-- WORK TO COMPLETE --
Format every line of the data below as a JSON list of strings, one string per line, skipping blank lines and leaving out the picture markers.

-- DATA FOR THIS TASK --
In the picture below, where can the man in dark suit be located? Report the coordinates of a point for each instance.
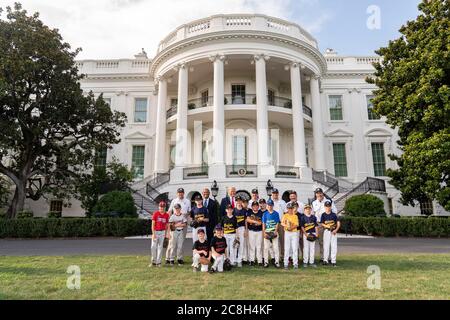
(229, 199)
(211, 205)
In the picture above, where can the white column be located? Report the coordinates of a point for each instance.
(217, 168)
(319, 150)
(160, 139)
(298, 127)
(182, 135)
(262, 116)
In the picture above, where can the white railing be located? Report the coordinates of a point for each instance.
(232, 22)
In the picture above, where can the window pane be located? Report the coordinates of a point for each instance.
(335, 107)
(137, 161)
(372, 115)
(140, 110)
(340, 160)
(379, 162)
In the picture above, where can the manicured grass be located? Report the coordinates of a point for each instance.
(408, 276)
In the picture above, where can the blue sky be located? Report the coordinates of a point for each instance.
(120, 28)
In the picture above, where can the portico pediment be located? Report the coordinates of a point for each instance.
(339, 133)
(138, 135)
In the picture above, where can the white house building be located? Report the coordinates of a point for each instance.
(243, 99)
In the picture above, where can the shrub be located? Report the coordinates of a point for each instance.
(54, 214)
(364, 205)
(73, 227)
(24, 214)
(116, 202)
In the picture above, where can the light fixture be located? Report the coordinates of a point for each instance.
(214, 189)
(269, 188)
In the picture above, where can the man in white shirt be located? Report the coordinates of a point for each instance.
(319, 208)
(185, 210)
(279, 205)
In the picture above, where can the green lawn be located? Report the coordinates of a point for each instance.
(408, 276)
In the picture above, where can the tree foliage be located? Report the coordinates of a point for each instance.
(49, 128)
(414, 95)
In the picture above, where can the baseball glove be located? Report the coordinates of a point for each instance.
(204, 261)
(311, 237)
(227, 265)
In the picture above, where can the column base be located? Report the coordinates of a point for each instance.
(217, 171)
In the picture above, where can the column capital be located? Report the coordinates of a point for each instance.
(217, 57)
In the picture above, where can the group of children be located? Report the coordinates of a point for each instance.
(249, 234)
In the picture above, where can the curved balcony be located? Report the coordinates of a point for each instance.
(249, 99)
(233, 22)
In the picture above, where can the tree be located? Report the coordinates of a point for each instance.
(50, 129)
(414, 95)
(114, 177)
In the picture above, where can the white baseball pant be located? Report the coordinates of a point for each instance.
(157, 246)
(291, 246)
(274, 249)
(242, 253)
(218, 262)
(195, 234)
(196, 263)
(329, 246)
(255, 244)
(177, 239)
(309, 249)
(231, 252)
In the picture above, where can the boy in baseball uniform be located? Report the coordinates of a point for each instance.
(177, 222)
(218, 250)
(229, 223)
(271, 220)
(200, 250)
(331, 224)
(309, 228)
(290, 223)
(254, 230)
(160, 231)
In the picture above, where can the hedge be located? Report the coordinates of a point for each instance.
(398, 227)
(73, 227)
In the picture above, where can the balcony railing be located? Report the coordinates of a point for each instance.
(248, 99)
(242, 171)
(195, 172)
(287, 172)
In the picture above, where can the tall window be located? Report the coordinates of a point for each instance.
(238, 93)
(335, 107)
(271, 97)
(239, 150)
(379, 161)
(100, 158)
(137, 161)
(140, 110)
(371, 114)
(340, 160)
(205, 98)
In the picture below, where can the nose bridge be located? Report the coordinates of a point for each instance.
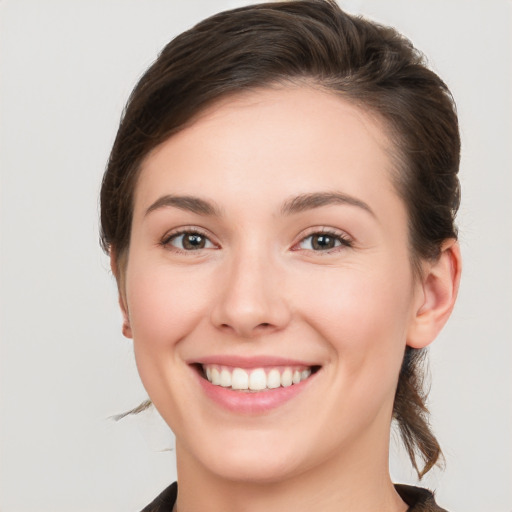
(251, 299)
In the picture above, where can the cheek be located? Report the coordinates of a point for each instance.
(364, 316)
(164, 305)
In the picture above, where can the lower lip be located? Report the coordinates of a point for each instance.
(244, 402)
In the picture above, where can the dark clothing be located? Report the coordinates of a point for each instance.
(418, 499)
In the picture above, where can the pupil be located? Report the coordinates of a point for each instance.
(323, 242)
(193, 241)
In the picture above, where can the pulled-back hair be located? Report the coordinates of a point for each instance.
(314, 42)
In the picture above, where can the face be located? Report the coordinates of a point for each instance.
(269, 290)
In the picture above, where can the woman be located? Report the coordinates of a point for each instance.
(279, 211)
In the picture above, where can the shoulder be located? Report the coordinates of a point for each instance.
(418, 499)
(164, 502)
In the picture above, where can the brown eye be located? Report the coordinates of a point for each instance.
(324, 242)
(190, 241)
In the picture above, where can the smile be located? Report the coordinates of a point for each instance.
(257, 379)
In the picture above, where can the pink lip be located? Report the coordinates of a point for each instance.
(251, 403)
(250, 362)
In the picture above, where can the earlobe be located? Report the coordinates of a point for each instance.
(440, 285)
(126, 328)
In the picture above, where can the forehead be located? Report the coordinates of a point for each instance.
(285, 139)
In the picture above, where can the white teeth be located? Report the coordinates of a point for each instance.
(239, 379)
(286, 378)
(225, 378)
(258, 379)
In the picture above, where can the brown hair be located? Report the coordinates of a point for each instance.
(313, 41)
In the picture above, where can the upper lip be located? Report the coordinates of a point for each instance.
(251, 362)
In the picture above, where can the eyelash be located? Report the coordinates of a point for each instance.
(168, 239)
(339, 238)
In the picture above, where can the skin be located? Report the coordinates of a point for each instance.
(259, 288)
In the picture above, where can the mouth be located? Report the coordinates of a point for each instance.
(255, 379)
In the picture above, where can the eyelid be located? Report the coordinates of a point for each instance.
(345, 239)
(165, 241)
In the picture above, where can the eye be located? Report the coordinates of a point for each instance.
(188, 241)
(324, 241)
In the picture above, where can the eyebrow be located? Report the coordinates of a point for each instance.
(300, 203)
(305, 202)
(187, 203)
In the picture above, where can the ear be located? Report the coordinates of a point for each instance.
(439, 288)
(127, 330)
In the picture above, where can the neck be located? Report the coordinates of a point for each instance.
(355, 481)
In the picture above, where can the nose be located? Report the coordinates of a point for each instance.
(251, 299)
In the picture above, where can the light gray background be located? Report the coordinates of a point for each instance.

-- TASK RESPONSE --
[
  "In the picture below, where can the man in dark suit be located? Report the coordinates of a point for each instance.",
  "(229, 199)",
  "(211, 205)",
  "In the picture above, where can the white column be located? Report the coordinates of a point for each instance.",
  "(217, 168)",
  "(319, 150)",
  "(160, 139)",
  "(298, 127)",
  "(182, 135)",
  "(262, 116)",
  "In the picture above, where can the white railing be located? Report the coordinates of a point for each instance.",
  "(232, 22)",
  "In the picture above, where can the window pane be located? Report the coordinates of a point for each instance.",
  "(335, 107)",
  "(137, 161)",
  "(372, 115)",
  "(140, 110)",
  "(340, 160)",
  "(379, 162)",
  "In the picture above, where can the manicured grass be located? Report the coordinates of a point for each instance.",
  "(408, 276)",
  "In the picture above, where can the blue sky be located? Report the coordinates of a point for each instance.",
  "(120, 28)",
  "In the picture above, where can the portico pediment be located? Report the coordinates of a point for each instance.",
  "(339, 133)",
  "(138, 135)",
  "In the picture above, where can the white house building be located? Report the coordinates of a point for each instance.",
  "(243, 99)",
  "In the picture above, where can the shrub be located? Report the coordinates of a point for each instance.",
  "(54, 214)",
  "(364, 205)",
  "(73, 227)",
  "(24, 214)",
  "(116, 202)",
  "In the picture above, where can the light fixture be located? Report the coordinates of a point for each instance.",
  "(214, 189)",
  "(269, 188)",
  "In the picture above, where can the man in white shirt be located? Report the coordinates of a point for each instance.",
  "(319, 208)",
  "(185, 210)",
  "(279, 205)",
  "In the picture above, where can the green lawn be located? Report the coordinates of a point for each instance.",
  "(408, 276)",
  "In the picture above, where can the tree foliage be located? Report the coordinates of a point for each instance.",
  "(49, 128)",
  "(414, 95)",
  "In the picture above, where can the baseball glove be located? Report the coordinates of a point for each instance.",
  "(204, 261)",
  "(311, 237)",
  "(227, 265)",
  "In the picture above, where can the column base be located? Report the coordinates of a point for each instance.",
  "(217, 171)",
  "In the picture above, where can the column capital be located? Report the coordinates of a point for each instance.",
  "(217, 57)",
  "In the picture above, where can the group of children be located? Report the coordinates of a point for each instance.",
  "(249, 234)",
  "In the picture above, where can the curved balcony be located? Report the coordinates of a point for each instance.",
  "(249, 99)",
  "(233, 22)",
  "In the picture above, where can the tree be located? Report the coordinates of a point for each instance.",
  "(50, 129)",
  "(414, 95)",
  "(114, 177)",
  "In the picture above, where can the white baseball pant be located? Report the coordinates of a point for each instance.",
  "(157, 246)",
  "(291, 246)",
  "(274, 249)",
  "(242, 253)",
  "(218, 262)",
  "(195, 234)",
  "(196, 263)",
  "(329, 246)",
  "(255, 244)",
  "(177, 239)",
  "(309, 249)",
  "(231, 252)",
  "In the picture above, where can the boy in baseball uniform be located? Report the coordinates of a point for each instance.",
  "(177, 222)",
  "(218, 250)",
  "(229, 223)",
  "(271, 220)",
  "(200, 250)",
  "(331, 224)",
  "(309, 228)",
  "(290, 223)",
  "(254, 230)",
  "(160, 231)",
  "In the picture above, where can the hedge be located? Report the coordinates of a point for each instance.",
  "(398, 227)",
  "(73, 227)",
  "In the picture above, where can the balcony railing be located? Report the coordinates of a point for each instance.",
  "(248, 99)",
  "(242, 171)",
  "(195, 172)",
  "(287, 172)",
  "In the picture above, where can the tall window be located? Report the coordinates of a point for each instance.",
  "(238, 93)",
  "(335, 107)",
  "(271, 97)",
  "(239, 150)",
  "(379, 161)",
  "(100, 158)",
  "(137, 161)",
  "(140, 110)",
  "(371, 114)",
  "(340, 160)",
  "(205, 98)",
  "In the picture below, where can the nose bridge be located? Report the coordinates of a point for each instance.",
  "(251, 299)",
  "In the picture above, where can the cheek be located? Report the coordinates of a point for each instance.",
  "(364, 316)",
  "(164, 305)",
  "In the picture above, where can the lower lip be located? Report the coordinates of a point for each instance.",
  "(244, 402)",
  "In the picture above, where can the dark clothing be located? Report the coordinates of a point for each instance.",
  "(418, 499)",
  "In the picture above, where can the pupil be located? Report the coordinates of a point for each instance.",
  "(323, 242)",
  "(193, 241)",
  "In the picture above, where can the pulled-back hair be located? Report the coordinates of a point for each instance.",
  "(314, 42)",
  "In the picture above, where can the face be located? Report the coordinates of a point for each instance.",
  "(269, 290)",
  "In the picture above, where can the woman be located? Report the coordinates of a point for each instance.",
  "(279, 211)",
  "In the picture above, where can the shoulder be located? Report the coordinates of a point for each instance.",
  "(418, 499)",
  "(164, 502)",
  "In the picture above, where can the brown eye be located? Report the coordinates of a point for each instance.",
  "(324, 242)",
  "(190, 241)",
  "In the picture above, where can the smile be located? Report the coordinates of a point for each instance.",
  "(257, 379)",
  "In the picture above, where can the pink lip be located? Report the coordinates of a point for each instance.",
  "(251, 403)",
  "(250, 362)",
  "In the picture above, where can the earlobe be located? Report the coordinates of a point for each instance.",
  "(440, 285)",
  "(126, 328)",
  "In the picture above, where can the forehead be located? Report the coordinates of a point for each instance.",
  "(285, 139)",
  "In the picture above, where can the white teeth be located? Report the coordinates of a point for each instance.",
  "(239, 379)",
  "(286, 378)",
  "(225, 378)",
  "(258, 379)",
  "In the picture above, where can the brown hair be located? Report the coordinates of a point for each instance.",
  "(313, 41)",
  "In the picture above, where can the upper lip be located? Report the coordinates of a point for each instance.",
  "(251, 362)",
  "In the picture above, where can the eyelash be located? Report the coordinates of a point for each instance.",
  "(168, 239)",
  "(339, 238)",
  "In the picture above, where can the skin be located? Report the coordinates of a point for each instance.",
  "(259, 288)",
  "In the picture above, where can the mouth be located? Report the coordinates of a point for each instance.",
  "(255, 379)",
  "In the picture above, where can the eyelid be located? Report the coordinates of a point for each instance.",
  "(345, 239)",
  "(165, 241)",
  "In the picture above, where can the eye be located? Report the coordinates of a point for each instance.",
  "(188, 241)",
  "(324, 241)",
  "In the picture above, where can the eyebrow be located? Report the coordinates of a point for each instance.",
  "(300, 203)",
  "(305, 202)",
  "(187, 203)",
  "In the picture above, where can the ear be located? Report the coordinates of a point for each instance.",
  "(439, 288)",
  "(127, 330)",
  "In the picture above, where can the neck be located? Report the coordinates of a point for each instance.",
  "(355, 481)",
  "In the picture above, where can the nose be located? Report the coordinates of a point for each instance.",
  "(251, 299)",
  "In the picture above, where can the light gray background be located? Report the coordinates of a point for each instance."
]